------ PAGE TEXT
Different scheduling algorithms and implementations have tradeoffs. Pick one based on your workload. No need to have only one for all applications.
You can approximate the choice down to two dimensions, latency vs. throughput. Pick your poison.
- VanillaCafe 7 years ago
  
  For instance, I assume for instance a common workload that would otherwise benefit from the fair scheduler has a fair chance of wanting to do low latency audio. I believe Android has had this issue. As soon as the platform cares about low latency audio it would need to abandon the fair scheduler?
  - colechristensen 7 years ago
    
    Low latency audio would fit for doing live or studio audio production, not necessarily watching videos, listening to music or doing video calls (where there is already network delay an order of magnitude larger than the scheduler would impart). "Low" will have context-dependent meaning.
    If you're doing low latency audio or flight controls on an aircraft for example, you would absolutely need to abandon the fair scheduler for one that could guarantee the deadlines you need are met. Sacrificing "performance" that is throughput/efficiency/etc of your processor for timing performance.
    Think of the difference between doing statistics on a billion lines of data and flight controls on a missile. VERY different needs for scheduling, why not have a selectable algorithm?
    
    jblow 7 years ago
    
    > (where there is already network delay an order of magnitude larger than the scheduler would impart)
    Not the right way to think about it; the connection latency is irrelevant. What is relevant is that you need to play audio in sync with the video, and that audio is coming to you approximately simultaneously with the video it's meant to be synced with.
- cbetti 7 years ago
  
  Three. And they're blended, which makes the selection hard. Latency, throughput, tolerance for dropped work.
derefr 7 years ago

Yes, it's common, though in many cases it's an implicit rather than explicit part of the design—"deadline scheduling" is just what happens when you allow kernel-mode drivers to register CPU interrupts (usually, these days, coming from DMA completion events.)
coreytabaka 7 years ago

It does imply that. Multiple concurrent scheduling algorithms is nothing new, Linux and MacOS both support per-thread algorithm selection.
- VanillaCafe 7 years ago
  
  What does the super scheduler that coordinates the two schedulers approximately look like?
  - the8472 7 years ago
    
    RT tasks get prioritized over normal ones but only up to a configurable fraction of CPU time slices.
    If you need even more guarantees than that another option is to pin tasks to a set of CPU cores to isolate workloads from each other. The kernel can also be told to not use certain cores for interrupt handling or kernel-internal tasks. So with some effort it's possible to almost entirely dedicate a core to a single thread.
  - coreytabaka 7 years ago
    
    A simple hierarchy: when there is deadline work to do that work takes precedence, fair work gets the rest of the time. This is effective because deadline work has bounded execution time, whereas fair work is elastic and can adjust to use the available bandwidth.
    
    WhatIsDukkha 7 years ago
    
    Where is io scheduling in this?
    It's my perception that on current workstations, for example, that and "ionice -c3" in front of any build I do is far more useful then simply nicing it.
------------
| EXERCISE TASK A |
In the scheduling thread, what three blended dimensions does cbetti list for choosing a scheduler?
| EXERCISE TASK B |
For each statement, say whether the scheduling thread agrees, and quote the words that decide it.
(i) Linux and MacOS both let the scheduling algorithm be chosen per thread.
(ii) Fair work has bounded execution time.
(iii) The kernel can be told not to use certain cores for interrupt handling.
| EXERCISE TASK C |
Recast the scheduling thread's paragraph beginning "If you need even more guarantees" as a short bulleted list.
------ DATA SECTION
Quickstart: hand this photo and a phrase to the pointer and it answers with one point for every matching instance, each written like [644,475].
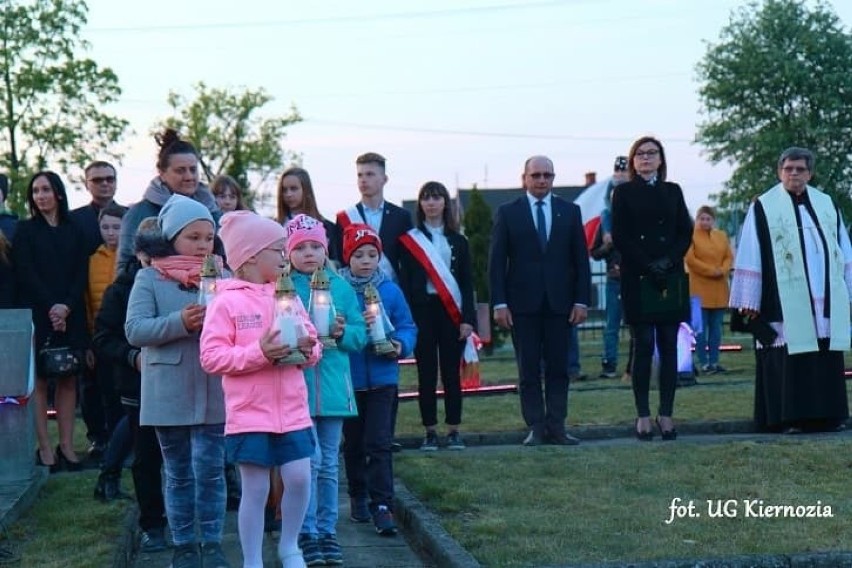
------------
| OUTPUT A |
Latency, throughput, and tolerance for dropped work.

| OUTPUT B |
(i) Yes: "Linux and MacOS both support per-thread algorithm selection."
(ii) No: "deadline work has bounded execution time, whereas fair work is elastic and can adjust to use the available bandwidth."
(iii) Yes: "The kernel can also be told to not use certain cores for interrupt handling or kernel-internal tasks."

| OUTPUT C |
- For stronger guarantees, pin tasks to a set of CPU cores to isolate workloads from each other.
- Tell the kernel not to use certain cores for interrupt handling or kernel-internal tasks.
- With some effort, a core can be almost entirely dedicated to a single thread.